++++ INPUT DATA ++++

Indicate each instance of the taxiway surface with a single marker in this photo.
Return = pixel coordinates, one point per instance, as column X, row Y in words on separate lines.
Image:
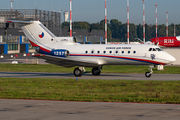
column 103, row 76
column 61, row 110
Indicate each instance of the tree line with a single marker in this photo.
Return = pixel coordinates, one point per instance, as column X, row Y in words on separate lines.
column 117, row 31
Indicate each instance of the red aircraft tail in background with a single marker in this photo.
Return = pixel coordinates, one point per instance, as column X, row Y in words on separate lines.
column 167, row 41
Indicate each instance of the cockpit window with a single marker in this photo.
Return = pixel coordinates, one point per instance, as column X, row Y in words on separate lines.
column 155, row 49
column 159, row 49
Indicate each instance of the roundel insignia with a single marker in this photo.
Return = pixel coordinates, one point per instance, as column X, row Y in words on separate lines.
column 41, row 34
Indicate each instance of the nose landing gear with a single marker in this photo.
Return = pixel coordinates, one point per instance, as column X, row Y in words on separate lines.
column 79, row 71
column 148, row 74
column 96, row 71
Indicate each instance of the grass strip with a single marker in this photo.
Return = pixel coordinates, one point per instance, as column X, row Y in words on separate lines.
column 91, row 90
column 106, row 69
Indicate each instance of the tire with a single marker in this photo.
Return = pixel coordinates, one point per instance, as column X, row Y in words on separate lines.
column 77, row 72
column 96, row 71
column 148, row 74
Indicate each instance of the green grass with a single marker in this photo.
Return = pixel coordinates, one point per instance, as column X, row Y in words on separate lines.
column 91, row 90
column 106, row 69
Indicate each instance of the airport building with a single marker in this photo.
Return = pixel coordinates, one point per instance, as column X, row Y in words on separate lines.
column 13, row 40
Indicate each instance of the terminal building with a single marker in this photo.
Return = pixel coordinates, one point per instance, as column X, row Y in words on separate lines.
column 13, row 40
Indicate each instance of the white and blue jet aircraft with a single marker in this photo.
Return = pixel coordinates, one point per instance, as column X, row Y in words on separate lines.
column 63, row 51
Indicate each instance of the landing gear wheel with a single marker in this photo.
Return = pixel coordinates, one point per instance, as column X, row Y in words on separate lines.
column 96, row 71
column 148, row 74
column 78, row 72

++++

#### WORK REQUIRED:
A verbatim copy of the records is expected, from their first line through the line with "Indicate each instance of the roundel", inclusive, with the pictures removed.

#### FINAL ANSWER:
Indicate each instance of the taxiway surface with a single marker in this photo.
Return = pixel coordinates, one point per instance, as column X, row Y in words on separate lines.
Image:
column 103, row 76
column 61, row 110
Indicate each instance of the tree line with a single marker in this photo.
Return = pixel coordinates, one point per instance, as column X, row Y in words on separate lines.
column 117, row 31
Indicate each instance of the red aircraft tail in background with a single marker in this photo.
Return = pixel coordinates, one point per instance, as column X, row Y in words on separate lines.
column 167, row 41
Indicate each instance of the cockpit window with a single marker in this photo.
Return = pixel coordinates, one point per instance, as column X, row Y in words on separate lines.
column 155, row 49
column 159, row 49
Indicate each instance of the roundel insignia with a single marker in this photo.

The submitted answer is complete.